*TEXT UNDER STUDY*:
▼

Every now and then you find a book that you have difficulty putting down. Last month, I had that experience with the novel Woman on Top, released May 30, 2013 by first time author Deborah Schwartz. Readers may snicker about the title assuming this is a poorly written shallow romance novel; however, quite the opposite is true. The title is a double entendre and refers to the empowerment of a woman. In this case, the woman is Kate, a widow, mother of two young children who found herself on the bottom of life after her husband, Jake, a physician lost a brutal cancer battle. Kate struggles to gain control of single parenthood, reestablish her law career and overcome a glamorous, yet, difficult romance.
The romance is with Len, who is able to seduce Kate with expensive jewelry, trips to Europe, elegant dinners, and at the same time provide a somewhat stable male influence in her children's lives. There are some red flags along the way, and with her girlfriends Kate mulls over the troubling issues. He is extremely controlling, a perfectionist, and compares Kate to his ex-wife. She attempts to confront Len with her concerns but acquiesces and continues the relationship. Kate seems smart and genuine, and because Len appears to have more money than God, she is able to experience a first class life. For example, Kate and her children travel on a private jet with Len to St. Barth for a holiday. When it's time to leave the hotel, Len proudly shows Kate the hotel tab totaling $75,000. It is awkward moment, she writes: "Jake and I knew how to make that kind of money last for our rent, food and living expenses for years at a time. I wasn't quite sure what to do. 'Thank you,' I said as I kissed Len on the lips."
While the romance with Len is hot and attractive, there is nothing sexy about the exhaustive cancer battle Jake lost. She writes about the challenges of explaining cancer to young children, spending endless days and nights next to her beloved, and coming to the painful realization that doctors can be wrong. At times, readers will find themselves on the cusp of tears because there are "lump in your throat" moments. In these passages you develop sympathy for Kate because she tenderly cares for Jake and when she begins to date Len, one knows why. About midway through the book, Kate says, "It had taken me a few years after Jake's death, to realize that I wanted to recreate the love affair that I had with Jake and to marry again."
True to Kate the author, Deborah Schwartz is a widow, an attorney, and lives in New York City. Deborah's children are now grown. Her webpage proudly displays a snapshot of herself and a group of hikers on top of Mt. Kilimanjaro. The character Kate also climbs the same mountain, and for a moment one realizes art does imitate life. I talked with the author and asked her what experiences in her own life are projected onto Kate, Jake, and Len and what is fiction.
When Deborah and I began our telephone conversation, the first thing I noticed was how she is both generous and funny. Deborah knew I also lost my late husband to cancer, and the first thing she did was ask about him. She didn't appear to be rushed to promote a book or eager to name drop.

▲

*TASK INSTRUCTIONS*:
A. Reproduce the passage of the book review from "Every now and" to "yet, difficult romance.".
B. In the review of Woman on Top, what does Len proudly show Kate when it's time to leave the hotel in St. Barth?
C. How would the review of Woman on Top go on? Write the next part, following its final paragraph.

*SOURCE MATERIAL*:
▼

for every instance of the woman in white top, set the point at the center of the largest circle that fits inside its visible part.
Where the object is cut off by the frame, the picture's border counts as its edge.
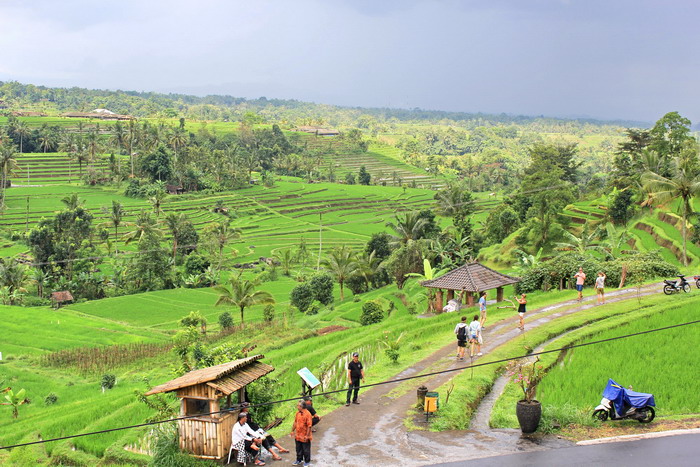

▲

*SET OF ANSWERS*:
A.
Every now and then you find a book that you have difficulty putting down. Last month, I had that experience with the novel Woman on Top, released May 30, 2013 by first time author Deborah Schwartz. Readers may snicker about the title assuming this is a poorly written shallow romance novel; however, quite the opposite is true. The title is a double entendre and refers to the empowerment of a woman. In this case, the woman is Kate, a widow, mother of two young children who found herself on the bottom of life after her husband, Jake, a physician lost a brutal cancer battle. Kate struggles to gain control of single parenthood, reestablish her law career and overcome a glamorous, yet, difficult romance.

B. The hotel tab, totaling $75,000.

C.
For Deborah, writing this book took over a decade. "I actually wrote the part about 'Jake' the year after he (my husband) died. I wanted my young children to know their father. And the experience had been so outrageously painful that I felt compelled to write about it. I put that aside until after the relationships with the 'Len' types ended. Then I wrote the next part about those men and blended it with the story of Jake. I put the writing aside again until after I came back from climbing Kili (Mt. Kilimanjaro) and was ready to put it all together. I finally understood what the journey had been about," she explained.
When it comes to delving into the process of writing, Deborah is extremely honest and forthright, not trying to add any type of flavorful therapeutic spin. "The writing process after 'Jake' and after my relationships was not really healing or cathartic. I just did it."
After Deborah's husband died, one gets the feeling that the author dated more than one "Len" but she is discreet and will never share names. She is quick to point out that this is not a memoir wrapped in a novel. She says, "The parts of Len are inspired by my life. There is fiction there."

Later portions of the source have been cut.